%%

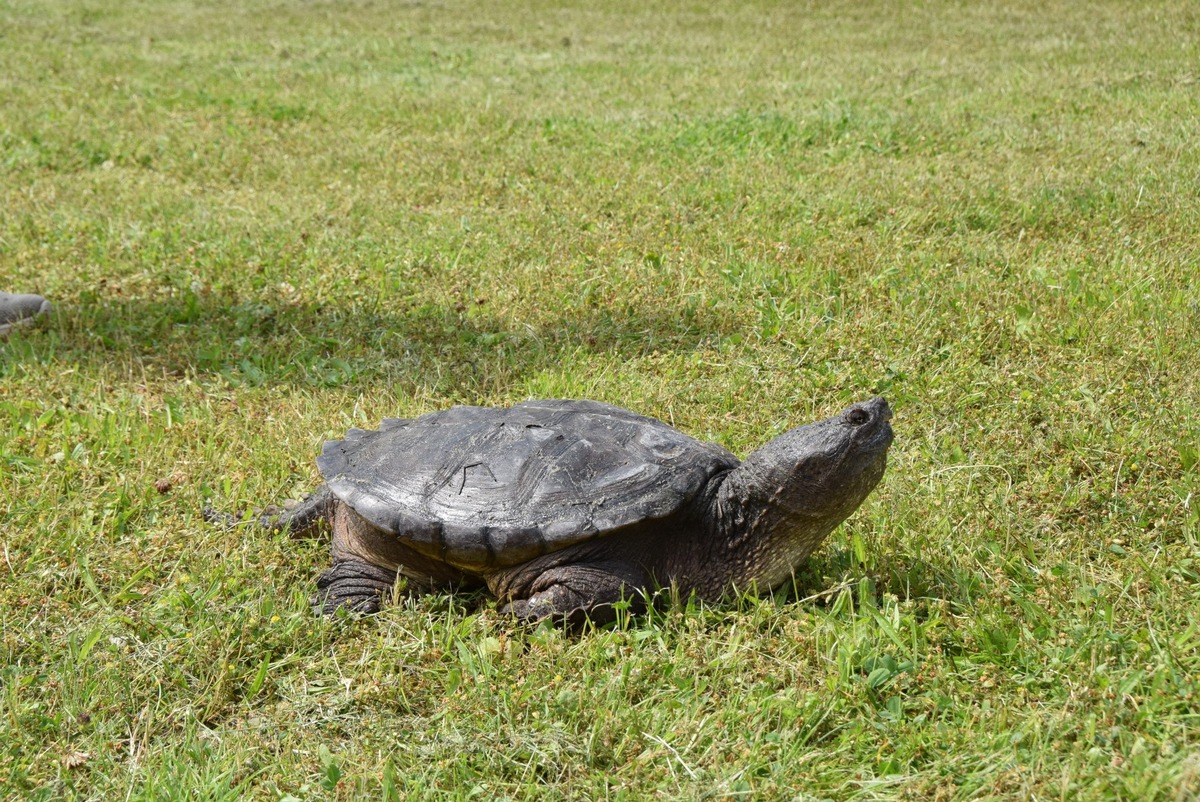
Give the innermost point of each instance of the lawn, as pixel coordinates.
(264, 222)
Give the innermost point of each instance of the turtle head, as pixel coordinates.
(779, 504)
(823, 470)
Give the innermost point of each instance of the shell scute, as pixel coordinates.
(484, 488)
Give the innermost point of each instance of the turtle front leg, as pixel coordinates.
(574, 594)
(353, 584)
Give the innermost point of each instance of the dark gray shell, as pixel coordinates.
(483, 488)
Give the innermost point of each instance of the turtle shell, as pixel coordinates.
(483, 488)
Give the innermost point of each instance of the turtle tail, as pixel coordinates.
(300, 520)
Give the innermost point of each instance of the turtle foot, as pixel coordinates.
(355, 585)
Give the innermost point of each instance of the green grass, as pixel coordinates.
(262, 223)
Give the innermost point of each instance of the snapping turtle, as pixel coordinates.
(562, 508)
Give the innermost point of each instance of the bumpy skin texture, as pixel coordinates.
(563, 508)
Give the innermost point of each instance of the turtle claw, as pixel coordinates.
(353, 584)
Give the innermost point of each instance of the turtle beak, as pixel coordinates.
(871, 423)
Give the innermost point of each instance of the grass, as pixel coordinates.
(262, 223)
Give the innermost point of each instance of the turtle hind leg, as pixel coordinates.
(353, 584)
(577, 594)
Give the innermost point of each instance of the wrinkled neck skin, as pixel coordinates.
(749, 540)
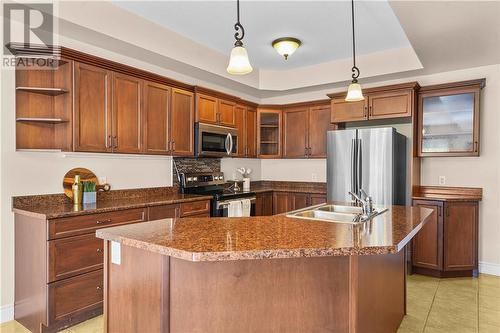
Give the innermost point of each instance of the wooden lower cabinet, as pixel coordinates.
(59, 263)
(447, 246)
(75, 299)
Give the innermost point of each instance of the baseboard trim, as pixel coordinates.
(489, 268)
(6, 313)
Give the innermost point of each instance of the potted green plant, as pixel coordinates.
(89, 192)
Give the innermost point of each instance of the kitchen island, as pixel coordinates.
(258, 274)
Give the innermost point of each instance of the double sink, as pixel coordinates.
(335, 213)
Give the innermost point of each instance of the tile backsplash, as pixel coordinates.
(184, 164)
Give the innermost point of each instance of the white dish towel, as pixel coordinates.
(234, 209)
(246, 205)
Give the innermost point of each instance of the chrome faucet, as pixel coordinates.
(366, 203)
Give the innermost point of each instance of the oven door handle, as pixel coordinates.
(226, 202)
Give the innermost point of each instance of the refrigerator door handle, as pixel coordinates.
(359, 160)
(353, 166)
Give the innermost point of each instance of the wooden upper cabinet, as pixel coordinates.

%%

» **Problem**
From the line that holds "Give the innermost point of each instance of the chrome" down to the last line of the material, copy every line exactly and add nothing.

» **Written answer**
Give the innermost point of each instance of the chrome faucet, as pixel coordinates.
(366, 203)
Give the innermost point of each instance of the oven door handle, as pixel coordinates.
(226, 202)
Give the innermost point of each instance of the refrigerator door handle, as pixel coordinates.
(359, 160)
(353, 166)
Give the innermost point of each instance of the wooden upper cabinet, as pixel coordinates.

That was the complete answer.